**Excerpted data:**
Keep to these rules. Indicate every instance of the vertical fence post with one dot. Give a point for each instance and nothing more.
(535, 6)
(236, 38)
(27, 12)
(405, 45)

**What you are asked to do:** Each line of the material is to be copied exactly.

**Output for this task:**
Keep to these rules. Indicate every instance of the vertical fence post with one dot. Give a point for each instance and nothing more.
(535, 6)
(236, 38)
(27, 12)
(405, 45)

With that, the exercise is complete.